→ Provided data:
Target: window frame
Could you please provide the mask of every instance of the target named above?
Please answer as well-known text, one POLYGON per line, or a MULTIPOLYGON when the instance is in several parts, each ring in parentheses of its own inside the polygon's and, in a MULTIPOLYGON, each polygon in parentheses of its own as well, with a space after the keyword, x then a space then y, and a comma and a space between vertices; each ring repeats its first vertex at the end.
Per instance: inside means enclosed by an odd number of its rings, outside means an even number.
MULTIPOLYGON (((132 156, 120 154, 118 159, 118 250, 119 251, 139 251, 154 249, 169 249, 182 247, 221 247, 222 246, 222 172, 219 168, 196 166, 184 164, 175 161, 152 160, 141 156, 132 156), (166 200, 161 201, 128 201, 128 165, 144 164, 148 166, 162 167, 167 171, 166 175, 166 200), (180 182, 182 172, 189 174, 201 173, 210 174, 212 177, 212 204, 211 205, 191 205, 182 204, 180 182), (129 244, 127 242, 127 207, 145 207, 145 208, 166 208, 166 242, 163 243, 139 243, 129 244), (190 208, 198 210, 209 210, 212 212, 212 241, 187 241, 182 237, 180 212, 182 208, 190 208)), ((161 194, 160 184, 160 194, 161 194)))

→ Written problem: Recast all the records above as a two-column CSV with the header input,output. Give one row per record, with its text under input and its answer under output, each in a single quoted field with line breaks replaced by spaces.

→ Exercise response:
input,output
"Target: window frame Could you please provide the mask of every instance of the target named above? Please answer as well-known text, one POLYGON per line, or a MULTIPOLYGON when the instance is in several parts, each ring in parentheses of its own inside the polygon's and, in a MULTIPOLYGON, each polygon in parentheses of its own as well, with a space after the keyword, x then a space then y, and a comma and a space between vertices; each ring repeats its first vertex at the end. Per instance: inside means enclosed by an odd number of its rings, outside means an even number.","MULTIPOLYGON (((132 156, 120 154, 118 159, 118 250, 119 251, 139 251, 154 249, 169 249, 182 247, 221 247, 222 246, 222 172, 219 168, 196 166, 184 164, 175 161, 152 160, 141 156, 132 156), (166 200, 161 201, 128 201, 128 165, 144 164, 148 166, 162 167, 167 171, 166 175, 166 200), (180 182, 182 172, 189 174, 201 173, 210 174, 212 177, 212 204, 211 205, 191 205, 182 204, 180 182), (129 244, 127 242, 127 207, 145 207, 145 208, 166 208, 166 242, 163 243, 139 243, 129 244), (190 208, 198 210, 209 210, 212 212, 212 241, 187 241, 182 237, 180 212, 182 208, 190 208)), ((161 194, 160 184, 160 194, 161 194)))"